━━━ Textauszug ━━━

Es gab allerdings auch Päpste, die
sich sagten: Der Herr hat uns das Amt gegeben, jetzt wollen wir es auch genießen.
Ja, auch das gehört zum Geheimnis der Papstgeschichte.
Die christliche Bereitschaft zum
Widerspruch durchzieht Ihre eigene Biografie wie ein stetes Webmuster. Das
beginnt im Elternhaus, wo Widerstand gegen ein atheistisches System als Merkmal
einer christlichen Existenz verstanden wird. Im Priesterseminar steht Ihnen
ein Rektor zur Seite, der im KZ Dachau interniert war. Als Priester beginnen
Sie in einer Pfarrgemeinde in München, in der Ihre beiden Vorgänger als Widerstandskämpfer
von den Nazis hingerichtet wurden. Während des Konzils opponieren Sie gegen die
zu engen Vorgaben der Kirchenführung. Als Bischof warnen Sie vor den
Gefährdungen einer Wohlstandsgesellschaft. Als Kardinal stemmen Sie sich gegen
den Umbau des christlichen Kerns durch glaubensfremde Strömungen.
Haben
diese Grundlinien nun auch Einfluss darauf, wie Sie Ihr Pontifikat gestalten?
Natürlich bedeutet eine so lange Erfahrung auch eine
Formung des Charakters, sie prägt das Denken und das Tun. Ich war natürlich
nicht einfach immer nur grundsätzlich dagegen. Es gab viele schöne Situationen
des Einverständnisses. Wenn ich an meine Kaplanszeit denke, war zwar schon das
Aufbrechen der säkularen Welt in den Familien spürbar, aber trotzdem gab es so
viel Freude im gemeinsamen Glauben, in der Schule, mit den Kindern, mit der
Jugend, dass ich richtiggehend von dieser Freude getragen wurde. Und so war es
auch in der Zeit, als ich Professor war.
Durch mein
ganzes Leben hat sich immer auch die Linie hindurchgezogen ,
dass Christentum Freude macht, Weite gibt. Schließlich könnte man als einer,
der immer nur dagegen ist, das Leben wohl auch gar nicht ertragen.
Aber
gleichzeitig war immer gegenwärtig, wenn auch in unterschiedlichen Dosierungen,
dass das Evangelium gegen machtvolle Konstellationen steht. Dies war in meiner
Kindheit und Jugend bis zum Kriegsende natürlich besonders drastisch. Seit den
1968er Jahren geriet der christliche Glaube dann in den Gegensatz zu einem
neuen Gesellschaftsentwurf, so dass er immer wieder gegen machtvoll
auftrumpfende Meinungen bestehen musste. Anfeindungen zu ertragen und
Widerstand zu leisten, gehört also dazu - ein Widerstand aber, der dazu dient,
das Positive ins Licht zu bringen.

━━━ Aufgabendaten ━━━

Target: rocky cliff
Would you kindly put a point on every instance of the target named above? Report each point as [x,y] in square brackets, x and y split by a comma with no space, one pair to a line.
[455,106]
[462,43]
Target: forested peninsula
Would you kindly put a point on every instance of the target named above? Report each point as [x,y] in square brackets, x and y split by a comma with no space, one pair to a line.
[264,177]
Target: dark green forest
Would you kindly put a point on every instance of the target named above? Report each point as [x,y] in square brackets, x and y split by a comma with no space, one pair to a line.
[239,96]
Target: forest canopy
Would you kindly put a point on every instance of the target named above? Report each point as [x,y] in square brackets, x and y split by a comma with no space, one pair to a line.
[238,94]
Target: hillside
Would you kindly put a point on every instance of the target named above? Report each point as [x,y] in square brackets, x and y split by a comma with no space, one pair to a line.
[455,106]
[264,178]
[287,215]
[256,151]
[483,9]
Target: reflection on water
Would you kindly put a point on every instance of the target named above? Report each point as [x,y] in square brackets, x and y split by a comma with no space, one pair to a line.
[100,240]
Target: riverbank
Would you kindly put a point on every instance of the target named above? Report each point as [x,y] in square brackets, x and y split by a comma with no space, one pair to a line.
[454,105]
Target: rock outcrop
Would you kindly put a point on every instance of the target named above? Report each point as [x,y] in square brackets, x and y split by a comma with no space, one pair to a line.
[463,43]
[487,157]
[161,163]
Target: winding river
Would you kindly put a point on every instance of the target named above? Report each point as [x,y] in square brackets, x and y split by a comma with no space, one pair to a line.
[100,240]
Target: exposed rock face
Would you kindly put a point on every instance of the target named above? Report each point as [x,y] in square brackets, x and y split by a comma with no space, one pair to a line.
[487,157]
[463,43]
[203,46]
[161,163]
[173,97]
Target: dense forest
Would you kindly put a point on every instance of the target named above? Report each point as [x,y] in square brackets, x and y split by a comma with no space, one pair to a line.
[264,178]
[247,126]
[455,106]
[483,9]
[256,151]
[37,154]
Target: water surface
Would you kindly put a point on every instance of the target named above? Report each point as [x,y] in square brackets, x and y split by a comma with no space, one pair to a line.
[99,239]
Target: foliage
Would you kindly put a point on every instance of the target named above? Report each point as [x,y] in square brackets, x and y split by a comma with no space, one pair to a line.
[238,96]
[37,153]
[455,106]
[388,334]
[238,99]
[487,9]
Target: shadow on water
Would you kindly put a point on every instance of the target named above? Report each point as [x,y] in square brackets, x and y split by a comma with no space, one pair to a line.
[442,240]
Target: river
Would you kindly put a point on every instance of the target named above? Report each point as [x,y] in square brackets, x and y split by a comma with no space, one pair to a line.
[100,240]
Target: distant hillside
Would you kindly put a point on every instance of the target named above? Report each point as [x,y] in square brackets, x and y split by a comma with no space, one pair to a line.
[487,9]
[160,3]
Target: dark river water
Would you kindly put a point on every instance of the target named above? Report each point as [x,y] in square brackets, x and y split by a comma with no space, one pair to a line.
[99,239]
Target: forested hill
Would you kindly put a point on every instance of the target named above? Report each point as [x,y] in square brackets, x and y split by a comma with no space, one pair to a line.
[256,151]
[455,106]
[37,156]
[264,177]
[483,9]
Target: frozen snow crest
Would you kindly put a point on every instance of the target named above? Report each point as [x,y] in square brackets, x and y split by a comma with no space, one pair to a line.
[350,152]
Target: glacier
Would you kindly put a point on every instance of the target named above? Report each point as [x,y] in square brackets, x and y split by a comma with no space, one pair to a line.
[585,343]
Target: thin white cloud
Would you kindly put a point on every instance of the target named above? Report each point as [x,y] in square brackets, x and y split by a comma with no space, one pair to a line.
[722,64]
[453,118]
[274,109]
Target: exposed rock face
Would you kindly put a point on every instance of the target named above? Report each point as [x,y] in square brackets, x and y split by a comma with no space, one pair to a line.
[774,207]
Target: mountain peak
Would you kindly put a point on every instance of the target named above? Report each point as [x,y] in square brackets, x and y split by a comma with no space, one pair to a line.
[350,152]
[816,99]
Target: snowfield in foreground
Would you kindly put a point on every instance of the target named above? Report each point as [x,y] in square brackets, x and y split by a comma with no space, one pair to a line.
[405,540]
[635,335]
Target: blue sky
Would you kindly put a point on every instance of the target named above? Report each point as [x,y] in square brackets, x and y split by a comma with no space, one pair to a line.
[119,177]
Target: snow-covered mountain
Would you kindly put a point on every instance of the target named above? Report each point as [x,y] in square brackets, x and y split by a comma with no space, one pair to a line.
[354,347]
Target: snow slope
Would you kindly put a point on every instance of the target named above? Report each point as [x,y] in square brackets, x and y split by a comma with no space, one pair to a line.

━━━

Aufgaben und Übungen:
- 1) Schreiben Sie aus den Zeilen, nicht aus dem Interview, die Stelle ab, die mit der Zeile mit „Target: snow slope“ beginnt und bis zum Ende der Zeilen reicht, beide Enden eingeschlossen.
- 2) Setzen Sie das Interview über den christlichen Widerspruch im Leben des Papstes nach seinem letzten Satz fort.
Der Textauszug und die Zeilen haben nichts miteinander zu tun.

Lösungen:
- 1)
Target: snow slope
Would you kindly put a point on every instance of the target named above? Report each point as [x,y] in square brackets, x and y split by a comma with no space, one pair to a line.

- 2)
Nach dem Annuario Pontificio , dem Jahrbuch der katholischen Kirche, errichteten Sie alleine im Jahr
2009 acht neue Bischofssitze, eine Apostolische Präfektur, zwei neue
Metropolitansitze und drei Apostolische Vikariate. Die Zahl der Katholiken
stieg gerade wieder um 17 Millionen, so viel wie die Einwohnerschaft Griechenlands
und der Schweiz zusammen. In den fast 3000 Diözesen haben Sie 169 neue Bischöfe
ernannt. Dann sind da die ganzen Audienzen, die Predigten, die Reisen, die
Vielzahl von Entscheidungen - und neben all dem haben Sie auch noch ein großes
Jesus-Werk geschrieben, dessen zweiter Band demnächst veröffentlicht wird. Sie
sind heute 83 Jahre alt; woher nehmen Sie Ihre Kraft?
Zunächst muss ich sagen, dass das,
was Sie aufzählen, ein Zeichen dafür ist, wie sehr die Kirche lebt. Von Europa
alleine aus betrachtet hat es den Anschein, dass sie im Niedergang ist. Aber
das ist nur ein Teil des Ganzen. In anderen Erdteilen wächst und lebt sie, ist
sie voller Dynamik. Die Zahl der Neupriester ist in den letzten Jahren weltweit
gestiegen, auch die Zahl der Seminaristen. Wir erleben auf dem europäischen
Kontinent nur eine bestimmte Seite und nicht auch die große Dynamik des
Aufbruchs, die anderswo wirklich da ist und der ich auf meinen Reisen und durch
die Besuche der Bischöfe immer wieder begegne.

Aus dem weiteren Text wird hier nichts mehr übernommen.